**TASK DIRECTIONS:**
Restate the full listing precisely as written.

**RECORDS FOR PROCESSING:**
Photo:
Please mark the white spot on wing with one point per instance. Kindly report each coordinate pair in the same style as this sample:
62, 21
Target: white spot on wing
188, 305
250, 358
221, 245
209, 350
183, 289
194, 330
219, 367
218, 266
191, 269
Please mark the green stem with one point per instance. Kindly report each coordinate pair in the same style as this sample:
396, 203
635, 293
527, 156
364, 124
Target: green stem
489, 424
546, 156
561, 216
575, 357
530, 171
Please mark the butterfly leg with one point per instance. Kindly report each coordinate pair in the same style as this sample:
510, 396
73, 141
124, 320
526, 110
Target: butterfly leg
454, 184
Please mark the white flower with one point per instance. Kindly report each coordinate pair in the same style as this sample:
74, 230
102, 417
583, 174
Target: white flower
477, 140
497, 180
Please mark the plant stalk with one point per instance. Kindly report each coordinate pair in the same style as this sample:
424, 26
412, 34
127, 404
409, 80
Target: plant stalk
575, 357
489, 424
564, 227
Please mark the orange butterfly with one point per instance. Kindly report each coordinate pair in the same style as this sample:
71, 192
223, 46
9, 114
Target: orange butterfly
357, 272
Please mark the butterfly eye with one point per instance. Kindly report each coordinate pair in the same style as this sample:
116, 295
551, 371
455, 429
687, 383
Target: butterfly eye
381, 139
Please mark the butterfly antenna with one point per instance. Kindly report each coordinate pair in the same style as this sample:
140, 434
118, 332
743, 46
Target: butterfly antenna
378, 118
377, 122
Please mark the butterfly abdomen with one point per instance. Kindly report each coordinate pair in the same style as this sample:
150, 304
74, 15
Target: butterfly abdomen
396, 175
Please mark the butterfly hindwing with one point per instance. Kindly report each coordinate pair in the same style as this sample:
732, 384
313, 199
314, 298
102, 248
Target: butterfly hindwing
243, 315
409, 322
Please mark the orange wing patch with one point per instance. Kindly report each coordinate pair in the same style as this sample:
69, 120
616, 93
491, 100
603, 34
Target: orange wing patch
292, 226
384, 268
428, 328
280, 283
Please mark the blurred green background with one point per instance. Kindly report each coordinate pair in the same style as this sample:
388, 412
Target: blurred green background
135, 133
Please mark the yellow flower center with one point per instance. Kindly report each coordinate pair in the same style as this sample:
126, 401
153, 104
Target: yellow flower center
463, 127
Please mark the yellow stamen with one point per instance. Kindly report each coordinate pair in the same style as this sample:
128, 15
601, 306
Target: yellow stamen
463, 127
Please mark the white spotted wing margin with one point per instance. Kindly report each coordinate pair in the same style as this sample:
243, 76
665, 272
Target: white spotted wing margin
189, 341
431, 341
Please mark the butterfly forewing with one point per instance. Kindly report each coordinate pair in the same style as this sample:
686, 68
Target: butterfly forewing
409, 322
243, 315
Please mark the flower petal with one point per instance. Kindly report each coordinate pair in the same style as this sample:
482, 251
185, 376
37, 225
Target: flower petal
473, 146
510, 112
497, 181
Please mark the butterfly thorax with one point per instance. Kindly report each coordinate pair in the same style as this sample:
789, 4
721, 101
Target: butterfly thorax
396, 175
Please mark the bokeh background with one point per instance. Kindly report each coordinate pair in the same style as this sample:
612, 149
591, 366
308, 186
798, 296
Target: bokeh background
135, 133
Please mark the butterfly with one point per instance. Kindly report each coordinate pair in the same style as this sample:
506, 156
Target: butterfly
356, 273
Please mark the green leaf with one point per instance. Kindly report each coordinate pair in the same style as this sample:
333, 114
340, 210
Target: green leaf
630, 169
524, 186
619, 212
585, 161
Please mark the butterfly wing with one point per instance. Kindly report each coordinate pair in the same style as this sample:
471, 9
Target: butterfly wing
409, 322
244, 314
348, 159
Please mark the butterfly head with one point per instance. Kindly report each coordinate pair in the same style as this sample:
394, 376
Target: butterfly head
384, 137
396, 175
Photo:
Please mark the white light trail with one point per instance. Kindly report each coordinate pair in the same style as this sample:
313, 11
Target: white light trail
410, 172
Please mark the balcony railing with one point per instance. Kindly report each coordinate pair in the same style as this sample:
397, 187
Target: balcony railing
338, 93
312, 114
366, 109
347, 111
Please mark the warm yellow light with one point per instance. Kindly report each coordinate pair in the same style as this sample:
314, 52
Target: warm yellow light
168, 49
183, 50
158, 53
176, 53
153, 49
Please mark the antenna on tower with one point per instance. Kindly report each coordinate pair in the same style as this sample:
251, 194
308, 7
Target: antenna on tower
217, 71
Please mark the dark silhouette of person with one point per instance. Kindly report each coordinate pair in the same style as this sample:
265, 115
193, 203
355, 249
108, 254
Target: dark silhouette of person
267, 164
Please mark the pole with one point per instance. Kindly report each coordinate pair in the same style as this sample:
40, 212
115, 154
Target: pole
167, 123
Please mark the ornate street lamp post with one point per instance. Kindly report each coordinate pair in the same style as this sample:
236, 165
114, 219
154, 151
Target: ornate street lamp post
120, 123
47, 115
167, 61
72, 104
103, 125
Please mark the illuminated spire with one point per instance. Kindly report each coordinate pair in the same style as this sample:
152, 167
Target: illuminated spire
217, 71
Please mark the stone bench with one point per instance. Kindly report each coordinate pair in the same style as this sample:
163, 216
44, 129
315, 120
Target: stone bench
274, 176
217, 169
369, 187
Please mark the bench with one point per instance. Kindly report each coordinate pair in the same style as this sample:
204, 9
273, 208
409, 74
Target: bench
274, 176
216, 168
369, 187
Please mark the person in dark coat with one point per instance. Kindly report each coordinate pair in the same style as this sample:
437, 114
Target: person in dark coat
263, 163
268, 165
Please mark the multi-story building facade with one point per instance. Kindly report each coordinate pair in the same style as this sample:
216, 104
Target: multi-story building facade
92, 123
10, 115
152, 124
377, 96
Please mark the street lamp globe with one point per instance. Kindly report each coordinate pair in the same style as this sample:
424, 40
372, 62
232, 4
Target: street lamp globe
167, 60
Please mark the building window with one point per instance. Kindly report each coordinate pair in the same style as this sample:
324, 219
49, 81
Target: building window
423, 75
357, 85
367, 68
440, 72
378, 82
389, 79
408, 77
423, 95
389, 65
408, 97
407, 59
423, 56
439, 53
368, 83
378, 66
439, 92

**ANSWER TO THIS PROBLEM:**
Photo:
Please mark the white spot on wing with one point per instance. Kindly report each coordinate pair in the same style as this sample:
62, 21
Target: white spot on wing
188, 305
250, 358
221, 245
209, 350
183, 289
194, 330
219, 367
218, 266
191, 269
Please mark the green stem with one point per instance. Kindly report each coordinate pair in the same style as this sample:
396, 203
635, 293
527, 156
364, 124
Target: green stem
489, 424
546, 156
561, 216
575, 357
530, 171
Please mark the butterfly leg with one point per instance. Kindly report each coordinate pair in the same style as this sample:
510, 396
73, 141
124, 320
526, 110
Target: butterfly leg
454, 184
Please mark the white flower with one point per instance. Kindly report each coordinate pair in the same style as this sample:
74, 230
102, 417
583, 174
Target: white flower
477, 140
497, 180
Please mark the plant stalk with one point per instance. Kindly report each coordinate pair in the same style as this sample:
424, 26
412, 34
127, 404
409, 80
Target: plant stalk
575, 357
489, 424
564, 227
Please mark the orange butterfly with one point per instance. Kindly report each coordinate pair in the same style as this sample:
71, 192
223, 46
9, 114
Target: orange butterfly
357, 272
Please mark the butterfly eye with one point per instance. Kindly report each coordinate pair in the same style as this sample:
116, 295
551, 371
455, 429
687, 383
Target: butterfly eye
381, 139
Please mark the butterfly antenna with one point per instance. Kindly report each coordinate pair in the same style as this sample:
140, 434
118, 332
743, 46
Target: butterfly antenna
378, 118
377, 122
Please mark the butterfly abdomen with one point per instance. Kindly report each coordinate pair in the same style as this sample:
150, 304
74, 15
Target: butterfly abdomen
396, 175
Please mark the butterfly hindwing with one point per instance. Kindly report each coordinate pair in the same style as this sample:
732, 384
313, 199
314, 298
102, 248
Target: butterfly hindwing
243, 315
409, 322
Please mark the orange wing patch with one point per instance. Kindly report each coordinate pair in the same style as this sample:
69, 120
616, 93
491, 100
603, 34
Target: orange wing patch
292, 226
384, 268
428, 328
280, 283
Please mark the blurred green background with one point per instance. Kindly report each coordinate pair in the same style as this sample:
388, 412
Target: blurred green background
135, 133
Please mark the yellow flower center with one point per instance. Kindly report each coordinate pair in the same style as this sample:
126, 401
153, 104
Target: yellow flower center
463, 127
Please mark the yellow stamen with one point per instance. Kindly report each coordinate pair in the same style as this sample:
128, 15
601, 306
Target: yellow stamen
463, 127
Please mark the white spotted wing margin with one point per instance. Kindly report each coordinate pair in the same style as this sample:
243, 76
665, 272
Target: white spotted wing margin
189, 341
431, 341
Please mark the butterfly forewing with one point per instance. Kindly report each coordinate pair in the same style as this sample:
686, 68
Target: butterfly forewing
409, 322
243, 315
Please mark the flower petal with one point per instance. Kindly report each coordinate pair in the same style as this sample:
482, 251
185, 376
37, 225
Target: flower petal
473, 146
510, 112
497, 181
Please mark the butterfly thorax with one point per instance. Kindly report each coordinate pair in the same style as this sample:
789, 4
721, 101
Target: butterfly thorax
396, 175
Please mark the bokeh background with one point per instance. Kindly report each coordinate pair in the same style as this sample:
612, 149
591, 366
308, 186
798, 296
Target: bokeh background
135, 133
Please mark the butterfly with one point per instance. Kindly report each coordinate pair in the same style as this sample:
506, 156
Target: butterfly
356, 273
Please mark the green leaf with one point per instance. Kindly report each coordinate pair in the same style as this sample:
333, 114
340, 210
Target: green leaf
630, 169
524, 186
619, 212
585, 161
Please mark the butterfly wing with one point per instance. Kindly report each coordinate pair in the same style as this sample:
471, 9
Target: butterfly wing
409, 322
244, 314
348, 159
Please mark the butterfly head with one point per instance. Kindly report each coordinate pair in the same style as this sample:
394, 376
Target: butterfly head
384, 137
396, 175
Photo:
Please mark the white light trail with one point per instance. Kindly report each coordinate pair in the same style as this sample:
313, 11
Target: white light trail
410, 172
Please mark the balcony railing with one point per instance. Kindly report each coordinate pair in the same style as this sample:
397, 187
Target: balcony railing
338, 93
312, 114
366, 109
347, 111
Please mark the warm yellow light with one point per instance. Kindly report each coordinate pair in the same style as this sample:
314, 52
Target: warm yellow light
168, 49
183, 50
158, 53
176, 53
153, 49
Please mark the antenna on tower with one point per instance. Kindly report each coordinate pair in the same style as this sample:
251, 194
308, 7
Target: antenna on tower
217, 71
Please mark the dark silhouette of person with one point per instance. Kindly report each coordinate pair in the same style as this sample:
265, 115
193, 203
355, 249
108, 254
Target: dark silhouette of person
267, 164
Please mark the pole with one point per instance. Kindly report each coordinate pair in the same style as this sample:
40, 212
115, 154
Target: pole
167, 123
Please mark the ornate street lamp post with one point per instance. Kindly report each coordinate pair in the same style as this sample:
236, 165
114, 219
154, 151
Target: ornate street lamp post
120, 123
47, 115
167, 61
72, 104
103, 125
Please mark the illuminated spire with one point per instance. Kindly report each coordinate pair in the same style as this sample:
152, 167
Target: illuminated spire
217, 71
Please mark the stone bench with one point per instance. Kindly report each coordinate pair in the same style as this sample:
163, 216
44, 129
315, 120
Target: stone bench
274, 176
217, 169
369, 187
Please mark the bench with one point per instance. Kindly report each coordinate pair in the same style as this sample:
204, 9
273, 208
409, 74
Target: bench
274, 176
216, 168
369, 187
Please mark the person in dark coat with one point per instance. Kindly report each coordinate pair in the same style as this sample:
437, 114
Target: person in dark coat
263, 163
268, 165
Please mark the multi-story building facade with one point per instance. Kindly report each coordinate pair in the same style as this sample:
216, 104
Target: multi-story building facade
92, 123
10, 115
152, 124
377, 96
Please mark the street lamp globe with one point per instance. Kindly report each coordinate pair in the same style as this sample:
424, 40
372, 62
232, 4
Target: street lamp globe
167, 60
Please mark the building window with one point per instance. Kindly report each coordinate pair in the same style as this sample:
324, 219
49, 81
Target: building window
423, 75
357, 85
367, 68
440, 72
378, 82
389, 79
408, 77
423, 95
389, 65
408, 97
407, 59
423, 56
439, 53
368, 83
378, 66
439, 92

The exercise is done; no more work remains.